==== Provided data
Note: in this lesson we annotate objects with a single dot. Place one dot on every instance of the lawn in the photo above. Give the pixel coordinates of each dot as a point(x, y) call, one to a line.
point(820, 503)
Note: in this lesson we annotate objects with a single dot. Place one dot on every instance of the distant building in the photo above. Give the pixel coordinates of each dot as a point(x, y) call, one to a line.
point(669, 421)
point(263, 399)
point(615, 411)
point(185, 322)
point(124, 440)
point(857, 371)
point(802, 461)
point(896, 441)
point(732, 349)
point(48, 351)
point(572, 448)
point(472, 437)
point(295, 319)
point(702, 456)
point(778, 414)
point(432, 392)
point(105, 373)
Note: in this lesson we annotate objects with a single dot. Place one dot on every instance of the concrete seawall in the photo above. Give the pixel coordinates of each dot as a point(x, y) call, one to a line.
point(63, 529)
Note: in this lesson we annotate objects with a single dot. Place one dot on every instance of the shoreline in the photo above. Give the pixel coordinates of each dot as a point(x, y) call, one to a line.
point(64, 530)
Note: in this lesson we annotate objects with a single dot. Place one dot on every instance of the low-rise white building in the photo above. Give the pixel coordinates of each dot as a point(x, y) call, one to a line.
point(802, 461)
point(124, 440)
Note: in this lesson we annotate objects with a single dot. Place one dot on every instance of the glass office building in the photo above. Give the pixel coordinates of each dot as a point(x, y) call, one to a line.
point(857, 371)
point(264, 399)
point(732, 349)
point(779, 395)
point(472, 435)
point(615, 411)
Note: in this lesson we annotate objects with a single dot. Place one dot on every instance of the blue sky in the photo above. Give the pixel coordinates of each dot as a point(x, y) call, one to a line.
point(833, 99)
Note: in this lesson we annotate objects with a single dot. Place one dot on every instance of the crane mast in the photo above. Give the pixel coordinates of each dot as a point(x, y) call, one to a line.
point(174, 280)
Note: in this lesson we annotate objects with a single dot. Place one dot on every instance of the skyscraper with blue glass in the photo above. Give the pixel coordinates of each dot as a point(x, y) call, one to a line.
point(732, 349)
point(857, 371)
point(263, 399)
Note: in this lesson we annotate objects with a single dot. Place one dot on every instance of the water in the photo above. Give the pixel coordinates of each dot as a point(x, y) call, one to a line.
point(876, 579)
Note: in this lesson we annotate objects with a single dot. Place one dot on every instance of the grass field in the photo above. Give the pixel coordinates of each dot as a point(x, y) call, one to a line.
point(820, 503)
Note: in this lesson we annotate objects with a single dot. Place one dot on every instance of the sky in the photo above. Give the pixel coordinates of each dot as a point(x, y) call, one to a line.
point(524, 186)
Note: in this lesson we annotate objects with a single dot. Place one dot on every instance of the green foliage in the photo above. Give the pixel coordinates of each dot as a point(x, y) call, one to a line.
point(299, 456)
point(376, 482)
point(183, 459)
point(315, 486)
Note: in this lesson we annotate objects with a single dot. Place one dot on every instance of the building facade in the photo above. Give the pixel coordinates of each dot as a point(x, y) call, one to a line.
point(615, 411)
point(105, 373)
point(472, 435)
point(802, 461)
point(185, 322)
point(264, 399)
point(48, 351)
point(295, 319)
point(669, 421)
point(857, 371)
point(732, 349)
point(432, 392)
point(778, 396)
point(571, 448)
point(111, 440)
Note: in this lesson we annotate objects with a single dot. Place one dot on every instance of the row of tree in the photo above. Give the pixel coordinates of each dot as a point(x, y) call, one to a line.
========
*Given request:* Scale the rows from the first one through the line holding "point(174, 280)", inclusive. Reproduce every line, requests included, but multiply each point coordinate in the answers by 2.25 and round to the nearest whole number, with halves rounding up.

*Task response:*
Note: in this lesson we annotate objects with a single dot. Place one dot on every instance of the lawn in the photo above. Give the pixel coordinates of each dot as a point(x, y) call, one to a line.
point(1845, 1132)
Note: in this lesson we annotate objects with a single dot. Place one dot on every instance of the distant building in the photo above. Give the pixel coordinates of each dot as a point(x, y) call, one to a line.
point(1505, 947)
point(592, 898)
point(1384, 925)
point(416, 725)
point(279, 990)
point(1928, 835)
point(1805, 1037)
point(2016, 992)
point(1647, 785)
point(108, 790)
point(1287, 1008)
point(1062, 983)
point(664, 718)
point(1580, 1026)
point(1751, 932)
point(972, 882)
point(236, 839)
Note: in this lesson we annotate objects with a single dot. Place one dot on every instance of the concrete seawall in the photo above. Give the pixel coordinates of each dot as a point(x, y) call, one to a line.
point(142, 1190)
Note: in this lesson we annotate objects with a single dot. Place one dot on every instance of the shoreline in the photo above. Give the pixel coordinates of each dot as a point(x, y) call, one to a line.
point(144, 1193)
Note: in this lesson we annotate objects with a single dot. Place one dot on every instance of the low-rise white building in the photo above. Give the pixel coordinates of each dot as a point(x, y) call, one to a line.
point(1805, 1037)
point(279, 990)
Note: in this lesson we annotate objects with a single dot. Place one dot on every instance of the glass office building in the photo above. Give the pixel coordinates of each dot as a point(x, y) call, one to a line.
point(1928, 835)
point(594, 898)
point(1647, 785)
point(1753, 889)
point(1062, 979)
point(1384, 925)
Note: in this lesson we annotate objects with a single dot. Place one dot on every instance of the blue sky in the photo above. Give the pixel coordinates of each dot as a point(x, y) call, one to a line.
point(1874, 223)
Note: in this lesson we annotate objects with a single dot. Place one dot on every instance of the crane mast in the photo above. Give the pixel coordinates of each dot as a point(x, y) call, one to a line.
point(392, 630)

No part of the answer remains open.